■ **Source text**:
----------------
National Girobank
- Type: Statutory corporation (1968) Public limited company (1988)
- Industry: Financial services
- Founded: 1968; 58 years ago
- Defunct: 2003
- Fate: Privatised
- Successor: Alliance & Leicester
- Headquarters: Bootle, Merseyside
- Products: Postal giro, retail banking

= Girobank =

Former British bank

National Girobank was a British public sector financial institution run by the General Post Office that opened for business in October 1968. It was initially called National Giro then National Girobank and finally Girobank plc, before being absorbed into Alliance & Leicester in 2003.

It was the first bank in Europe to adopt OCR (optical character recognition) technology; the first bank to offer interest-bearing current accounts, and the first in Europe to offer telephone banking.

== History ==

=== Background ===
In 1959, the Radcliffe Committee set up to investigate the "Working of the Monetary System in the United Kingdom" recommended the introduction of a giro system, and said that if the main banks did not do this, the possibility of the Post Office introducing it should be investigated.
----------------
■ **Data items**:
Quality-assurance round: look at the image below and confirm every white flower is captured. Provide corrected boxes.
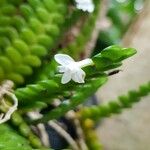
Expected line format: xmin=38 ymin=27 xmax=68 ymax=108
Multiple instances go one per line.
xmin=55 ymin=54 xmax=93 ymax=84
xmin=75 ymin=0 xmax=95 ymax=13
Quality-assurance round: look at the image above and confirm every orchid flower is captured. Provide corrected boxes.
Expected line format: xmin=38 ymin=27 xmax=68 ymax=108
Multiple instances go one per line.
xmin=55 ymin=54 xmax=93 ymax=84
xmin=75 ymin=0 xmax=95 ymax=13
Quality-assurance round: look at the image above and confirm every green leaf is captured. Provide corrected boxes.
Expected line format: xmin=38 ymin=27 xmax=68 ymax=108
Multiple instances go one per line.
xmin=0 ymin=124 xmax=32 ymax=150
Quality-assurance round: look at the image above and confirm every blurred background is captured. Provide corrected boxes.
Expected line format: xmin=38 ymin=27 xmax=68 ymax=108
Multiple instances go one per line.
xmin=96 ymin=0 xmax=150 ymax=150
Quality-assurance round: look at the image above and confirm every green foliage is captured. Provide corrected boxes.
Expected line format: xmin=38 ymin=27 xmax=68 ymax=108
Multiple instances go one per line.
xmin=0 ymin=124 xmax=32 ymax=150
xmin=81 ymin=82 xmax=150 ymax=120
xmin=0 ymin=0 xmax=150 ymax=150
xmin=0 ymin=0 xmax=67 ymax=84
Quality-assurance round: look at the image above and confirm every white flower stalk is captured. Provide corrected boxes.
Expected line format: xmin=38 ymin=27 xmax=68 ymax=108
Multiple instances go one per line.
xmin=0 ymin=81 xmax=18 ymax=124
xmin=55 ymin=54 xmax=94 ymax=84
xmin=75 ymin=0 xmax=95 ymax=13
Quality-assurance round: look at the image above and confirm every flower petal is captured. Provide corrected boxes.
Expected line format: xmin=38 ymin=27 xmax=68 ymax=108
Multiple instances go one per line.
xmin=57 ymin=66 xmax=66 ymax=73
xmin=72 ymin=69 xmax=85 ymax=83
xmin=54 ymin=54 xmax=74 ymax=66
xmin=61 ymin=71 xmax=71 ymax=84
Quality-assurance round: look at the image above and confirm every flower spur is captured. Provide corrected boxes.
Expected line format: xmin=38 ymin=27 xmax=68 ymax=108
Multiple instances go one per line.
xmin=54 ymin=54 xmax=93 ymax=84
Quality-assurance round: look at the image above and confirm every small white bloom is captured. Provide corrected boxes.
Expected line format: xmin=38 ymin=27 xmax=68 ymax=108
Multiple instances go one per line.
xmin=75 ymin=0 xmax=95 ymax=13
xmin=55 ymin=54 xmax=93 ymax=84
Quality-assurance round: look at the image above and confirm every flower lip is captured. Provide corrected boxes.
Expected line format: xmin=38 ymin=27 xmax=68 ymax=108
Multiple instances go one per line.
xmin=54 ymin=54 xmax=93 ymax=84
xmin=75 ymin=0 xmax=95 ymax=13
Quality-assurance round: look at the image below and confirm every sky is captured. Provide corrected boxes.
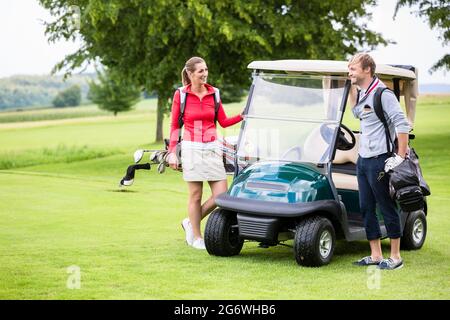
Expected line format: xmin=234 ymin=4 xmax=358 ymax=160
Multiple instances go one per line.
xmin=0 ymin=0 xmax=450 ymax=84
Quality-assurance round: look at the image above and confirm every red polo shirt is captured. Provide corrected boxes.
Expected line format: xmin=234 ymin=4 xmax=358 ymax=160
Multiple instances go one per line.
xmin=169 ymin=84 xmax=242 ymax=152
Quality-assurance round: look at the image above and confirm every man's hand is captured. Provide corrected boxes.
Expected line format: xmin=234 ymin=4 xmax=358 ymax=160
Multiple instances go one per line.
xmin=384 ymin=154 xmax=405 ymax=172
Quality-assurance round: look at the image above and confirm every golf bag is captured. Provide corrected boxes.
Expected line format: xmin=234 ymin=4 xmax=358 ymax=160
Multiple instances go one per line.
xmin=119 ymin=137 xmax=237 ymax=187
xmin=374 ymin=88 xmax=431 ymax=212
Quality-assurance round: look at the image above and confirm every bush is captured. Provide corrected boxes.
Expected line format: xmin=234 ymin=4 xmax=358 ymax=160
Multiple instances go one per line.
xmin=53 ymin=85 xmax=81 ymax=108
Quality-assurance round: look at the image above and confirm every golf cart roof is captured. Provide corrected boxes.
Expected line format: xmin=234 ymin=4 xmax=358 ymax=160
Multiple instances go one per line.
xmin=248 ymin=60 xmax=416 ymax=80
xmin=247 ymin=60 xmax=419 ymax=128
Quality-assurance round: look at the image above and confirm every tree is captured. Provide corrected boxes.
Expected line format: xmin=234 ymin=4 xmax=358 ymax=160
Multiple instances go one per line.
xmin=394 ymin=0 xmax=450 ymax=72
xmin=40 ymin=0 xmax=386 ymax=141
xmin=53 ymin=85 xmax=81 ymax=108
xmin=88 ymin=70 xmax=141 ymax=116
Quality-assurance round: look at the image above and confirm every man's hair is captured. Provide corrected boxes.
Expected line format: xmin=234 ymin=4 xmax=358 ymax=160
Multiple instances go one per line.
xmin=348 ymin=53 xmax=377 ymax=77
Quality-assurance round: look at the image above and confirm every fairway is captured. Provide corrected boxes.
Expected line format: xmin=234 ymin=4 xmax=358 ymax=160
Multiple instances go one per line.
xmin=0 ymin=96 xmax=450 ymax=300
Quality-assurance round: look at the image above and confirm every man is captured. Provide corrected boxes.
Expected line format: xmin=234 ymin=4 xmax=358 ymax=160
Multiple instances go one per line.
xmin=348 ymin=53 xmax=410 ymax=270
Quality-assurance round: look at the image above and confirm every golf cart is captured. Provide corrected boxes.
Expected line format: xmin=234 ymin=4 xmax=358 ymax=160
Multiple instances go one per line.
xmin=204 ymin=60 xmax=429 ymax=266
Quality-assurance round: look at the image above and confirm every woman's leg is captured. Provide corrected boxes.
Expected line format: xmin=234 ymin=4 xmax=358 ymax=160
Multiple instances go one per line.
xmin=202 ymin=179 xmax=228 ymax=219
xmin=187 ymin=181 xmax=203 ymax=239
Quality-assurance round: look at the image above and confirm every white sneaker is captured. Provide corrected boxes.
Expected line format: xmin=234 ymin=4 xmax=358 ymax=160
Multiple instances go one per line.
xmin=181 ymin=218 xmax=194 ymax=246
xmin=192 ymin=238 xmax=206 ymax=250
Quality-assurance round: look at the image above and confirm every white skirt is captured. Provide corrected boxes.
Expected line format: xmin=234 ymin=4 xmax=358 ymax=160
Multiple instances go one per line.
xmin=181 ymin=141 xmax=227 ymax=181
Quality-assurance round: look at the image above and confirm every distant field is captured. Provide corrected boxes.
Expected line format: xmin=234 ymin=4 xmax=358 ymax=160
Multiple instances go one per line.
xmin=0 ymin=96 xmax=450 ymax=300
xmin=0 ymin=99 xmax=156 ymax=124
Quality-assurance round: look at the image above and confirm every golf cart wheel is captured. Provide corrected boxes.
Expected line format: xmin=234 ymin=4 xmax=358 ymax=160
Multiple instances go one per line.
xmin=294 ymin=216 xmax=336 ymax=267
xmin=400 ymin=210 xmax=427 ymax=250
xmin=205 ymin=209 xmax=244 ymax=257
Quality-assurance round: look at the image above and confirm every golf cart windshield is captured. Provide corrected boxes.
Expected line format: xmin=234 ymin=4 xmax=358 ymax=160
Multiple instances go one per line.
xmin=237 ymin=74 xmax=346 ymax=166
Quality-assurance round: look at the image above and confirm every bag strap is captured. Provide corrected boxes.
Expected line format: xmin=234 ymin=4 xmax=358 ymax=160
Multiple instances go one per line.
xmin=177 ymin=87 xmax=187 ymax=142
xmin=177 ymin=87 xmax=220 ymax=142
xmin=214 ymin=88 xmax=220 ymax=127
xmin=373 ymin=87 xmax=394 ymax=155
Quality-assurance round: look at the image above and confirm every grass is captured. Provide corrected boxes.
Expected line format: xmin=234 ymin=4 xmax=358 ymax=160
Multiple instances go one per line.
xmin=0 ymin=96 xmax=450 ymax=300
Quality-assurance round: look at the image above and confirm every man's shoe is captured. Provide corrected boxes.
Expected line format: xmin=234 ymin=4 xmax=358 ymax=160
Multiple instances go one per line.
xmin=192 ymin=238 xmax=206 ymax=250
xmin=353 ymin=256 xmax=383 ymax=267
xmin=378 ymin=258 xmax=403 ymax=270
xmin=181 ymin=218 xmax=194 ymax=246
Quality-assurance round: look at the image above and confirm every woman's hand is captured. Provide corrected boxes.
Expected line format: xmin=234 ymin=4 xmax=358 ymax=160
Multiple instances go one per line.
xmin=167 ymin=152 xmax=178 ymax=170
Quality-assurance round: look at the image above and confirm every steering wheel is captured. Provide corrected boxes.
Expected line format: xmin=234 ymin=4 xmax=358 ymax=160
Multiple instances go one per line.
xmin=336 ymin=123 xmax=356 ymax=151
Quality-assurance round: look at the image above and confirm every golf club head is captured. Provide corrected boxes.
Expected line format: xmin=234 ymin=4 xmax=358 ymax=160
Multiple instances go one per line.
xmin=133 ymin=149 xmax=144 ymax=163
xmin=150 ymin=151 xmax=158 ymax=162
xmin=158 ymin=162 xmax=166 ymax=173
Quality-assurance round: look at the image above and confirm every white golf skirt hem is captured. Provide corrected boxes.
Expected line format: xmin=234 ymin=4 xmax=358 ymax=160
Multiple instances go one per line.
xmin=181 ymin=141 xmax=227 ymax=181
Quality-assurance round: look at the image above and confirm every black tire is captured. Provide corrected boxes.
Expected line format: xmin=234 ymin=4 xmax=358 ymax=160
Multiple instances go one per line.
xmin=400 ymin=210 xmax=427 ymax=250
xmin=294 ymin=216 xmax=336 ymax=267
xmin=205 ymin=209 xmax=244 ymax=257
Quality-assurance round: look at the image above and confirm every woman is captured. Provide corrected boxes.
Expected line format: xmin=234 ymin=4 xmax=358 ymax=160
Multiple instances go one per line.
xmin=168 ymin=57 xmax=242 ymax=249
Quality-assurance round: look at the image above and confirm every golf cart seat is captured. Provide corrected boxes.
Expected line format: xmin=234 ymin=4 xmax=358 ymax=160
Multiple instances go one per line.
xmin=332 ymin=133 xmax=359 ymax=190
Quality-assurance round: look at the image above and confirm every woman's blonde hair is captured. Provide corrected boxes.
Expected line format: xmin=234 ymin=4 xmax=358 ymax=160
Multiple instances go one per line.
xmin=181 ymin=57 xmax=205 ymax=86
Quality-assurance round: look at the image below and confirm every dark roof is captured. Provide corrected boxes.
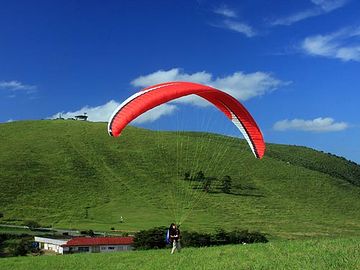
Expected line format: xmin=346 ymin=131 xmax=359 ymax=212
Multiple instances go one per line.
xmin=62 ymin=236 xmax=133 ymax=247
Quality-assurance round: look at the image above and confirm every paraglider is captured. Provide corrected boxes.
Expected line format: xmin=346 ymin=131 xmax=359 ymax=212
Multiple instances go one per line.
xmin=108 ymin=82 xmax=265 ymax=159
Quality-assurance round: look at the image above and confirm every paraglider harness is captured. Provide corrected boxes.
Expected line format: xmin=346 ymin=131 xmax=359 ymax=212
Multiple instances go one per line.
xmin=165 ymin=224 xmax=180 ymax=244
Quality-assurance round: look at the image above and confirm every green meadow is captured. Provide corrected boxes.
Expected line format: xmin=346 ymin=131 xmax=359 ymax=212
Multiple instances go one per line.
xmin=0 ymin=120 xmax=360 ymax=239
xmin=0 ymin=237 xmax=360 ymax=270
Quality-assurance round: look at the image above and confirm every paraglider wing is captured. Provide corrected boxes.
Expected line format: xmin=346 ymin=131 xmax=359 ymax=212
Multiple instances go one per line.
xmin=108 ymin=82 xmax=265 ymax=158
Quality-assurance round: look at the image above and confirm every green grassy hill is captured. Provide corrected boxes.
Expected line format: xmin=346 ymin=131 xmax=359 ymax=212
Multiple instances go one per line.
xmin=0 ymin=120 xmax=360 ymax=238
xmin=0 ymin=238 xmax=360 ymax=270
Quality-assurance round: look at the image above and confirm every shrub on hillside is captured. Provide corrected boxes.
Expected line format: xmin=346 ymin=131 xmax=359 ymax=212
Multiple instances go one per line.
xmin=24 ymin=220 xmax=41 ymax=230
xmin=133 ymin=227 xmax=268 ymax=249
xmin=133 ymin=227 xmax=167 ymax=249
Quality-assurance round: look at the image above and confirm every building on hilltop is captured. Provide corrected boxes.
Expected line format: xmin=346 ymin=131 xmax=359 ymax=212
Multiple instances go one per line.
xmin=35 ymin=236 xmax=133 ymax=254
xmin=75 ymin=113 xmax=88 ymax=121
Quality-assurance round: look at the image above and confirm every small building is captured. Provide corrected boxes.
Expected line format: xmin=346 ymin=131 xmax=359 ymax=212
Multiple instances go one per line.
xmin=75 ymin=113 xmax=88 ymax=121
xmin=35 ymin=236 xmax=133 ymax=254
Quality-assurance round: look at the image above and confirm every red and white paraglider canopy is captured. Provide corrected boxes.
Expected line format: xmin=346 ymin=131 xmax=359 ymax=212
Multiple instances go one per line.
xmin=108 ymin=82 xmax=265 ymax=158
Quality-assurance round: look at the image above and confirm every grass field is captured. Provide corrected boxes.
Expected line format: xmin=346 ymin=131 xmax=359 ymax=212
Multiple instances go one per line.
xmin=0 ymin=120 xmax=360 ymax=239
xmin=0 ymin=238 xmax=360 ymax=270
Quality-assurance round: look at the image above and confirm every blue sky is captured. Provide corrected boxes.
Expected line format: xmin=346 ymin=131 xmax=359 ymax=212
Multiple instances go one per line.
xmin=0 ymin=0 xmax=360 ymax=163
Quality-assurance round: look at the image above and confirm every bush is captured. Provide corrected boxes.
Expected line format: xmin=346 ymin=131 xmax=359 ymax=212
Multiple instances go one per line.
xmin=133 ymin=227 xmax=268 ymax=249
xmin=24 ymin=220 xmax=41 ymax=230
xmin=133 ymin=227 xmax=167 ymax=249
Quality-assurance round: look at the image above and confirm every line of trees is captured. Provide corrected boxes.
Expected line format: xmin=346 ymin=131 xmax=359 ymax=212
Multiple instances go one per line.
xmin=133 ymin=227 xmax=268 ymax=250
xmin=184 ymin=171 xmax=232 ymax=194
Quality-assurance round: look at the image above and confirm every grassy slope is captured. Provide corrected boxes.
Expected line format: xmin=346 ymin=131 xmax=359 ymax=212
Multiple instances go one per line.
xmin=0 ymin=238 xmax=360 ymax=270
xmin=0 ymin=120 xmax=360 ymax=238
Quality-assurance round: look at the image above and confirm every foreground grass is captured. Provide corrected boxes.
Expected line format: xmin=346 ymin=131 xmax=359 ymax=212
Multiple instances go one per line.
xmin=0 ymin=238 xmax=360 ymax=270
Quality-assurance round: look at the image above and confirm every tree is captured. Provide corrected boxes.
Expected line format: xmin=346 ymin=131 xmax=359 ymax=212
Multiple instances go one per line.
xmin=194 ymin=171 xmax=205 ymax=182
xmin=202 ymin=177 xmax=216 ymax=192
xmin=221 ymin=175 xmax=232 ymax=194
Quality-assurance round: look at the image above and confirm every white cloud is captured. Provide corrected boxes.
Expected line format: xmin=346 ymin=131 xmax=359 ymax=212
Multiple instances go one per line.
xmin=223 ymin=20 xmax=257 ymax=37
xmin=0 ymin=81 xmax=36 ymax=91
xmin=271 ymin=0 xmax=348 ymax=25
xmin=273 ymin=117 xmax=349 ymax=132
xmin=49 ymin=100 xmax=176 ymax=124
xmin=211 ymin=5 xmax=257 ymax=37
xmin=214 ymin=5 xmax=237 ymax=18
xmin=301 ymin=27 xmax=360 ymax=61
xmin=131 ymin=68 xmax=289 ymax=106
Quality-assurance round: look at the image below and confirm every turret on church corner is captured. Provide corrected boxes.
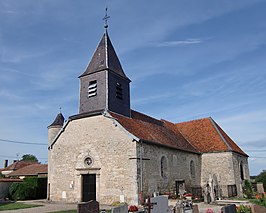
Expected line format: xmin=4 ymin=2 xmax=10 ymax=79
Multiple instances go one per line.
xmin=79 ymin=29 xmax=131 ymax=117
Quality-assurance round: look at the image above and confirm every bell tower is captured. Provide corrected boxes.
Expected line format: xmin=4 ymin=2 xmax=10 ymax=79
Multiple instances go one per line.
xmin=79 ymin=13 xmax=131 ymax=117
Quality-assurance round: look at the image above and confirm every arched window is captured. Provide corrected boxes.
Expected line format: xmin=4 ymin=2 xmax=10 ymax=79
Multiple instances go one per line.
xmin=189 ymin=160 xmax=195 ymax=178
xmin=161 ymin=156 xmax=167 ymax=178
xmin=240 ymin=162 xmax=244 ymax=180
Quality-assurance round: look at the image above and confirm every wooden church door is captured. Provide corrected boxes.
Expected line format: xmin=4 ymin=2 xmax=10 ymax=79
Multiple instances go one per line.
xmin=82 ymin=174 xmax=96 ymax=202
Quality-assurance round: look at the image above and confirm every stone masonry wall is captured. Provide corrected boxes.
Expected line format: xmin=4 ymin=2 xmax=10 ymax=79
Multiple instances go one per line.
xmin=48 ymin=116 xmax=138 ymax=204
xmin=138 ymin=143 xmax=201 ymax=196
xmin=232 ymin=153 xmax=250 ymax=197
xmin=201 ymin=152 xmax=244 ymax=197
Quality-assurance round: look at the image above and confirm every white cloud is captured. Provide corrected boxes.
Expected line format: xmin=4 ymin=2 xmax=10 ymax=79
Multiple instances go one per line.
xmin=156 ymin=38 xmax=203 ymax=47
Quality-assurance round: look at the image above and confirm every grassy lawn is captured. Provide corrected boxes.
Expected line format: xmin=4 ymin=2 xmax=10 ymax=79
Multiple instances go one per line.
xmin=0 ymin=203 xmax=42 ymax=211
xmin=49 ymin=209 xmax=77 ymax=213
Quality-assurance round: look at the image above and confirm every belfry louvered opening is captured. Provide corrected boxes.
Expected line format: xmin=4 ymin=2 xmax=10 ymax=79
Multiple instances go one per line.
xmin=116 ymin=83 xmax=123 ymax=100
xmin=88 ymin=80 xmax=97 ymax=98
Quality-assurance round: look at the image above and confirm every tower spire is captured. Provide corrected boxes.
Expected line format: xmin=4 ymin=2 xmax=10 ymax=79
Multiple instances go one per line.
----------------
■ **Exercise instructions**:
Extract the stretch of the Girobank article from "Former British bank" through "should be investigated.", copying it word for word.

■ **Result of the task**:
Former British bank

National Girobank was a British public sector financial institution run by the General Post Office that opened for business in October 1968. It was initially called National Giro then National Girobank and finally Girobank plc, before being absorbed into Alliance & Leicester in 2003.

It was the first bank in Europe to adopt OCR (optical character recognition) technology; the first bank to offer interest-bearing current accounts, and the first in Europe to offer telephone banking.

== History ==

=== Background ===
In 1959, the Radcliffe Committee set up to investigate the "Working of the Monetary System in the United Kingdom" recommended the introduction of a giro system, and said that if the main banks did not do this, the possibility of the Post Office introducing it should be investigated.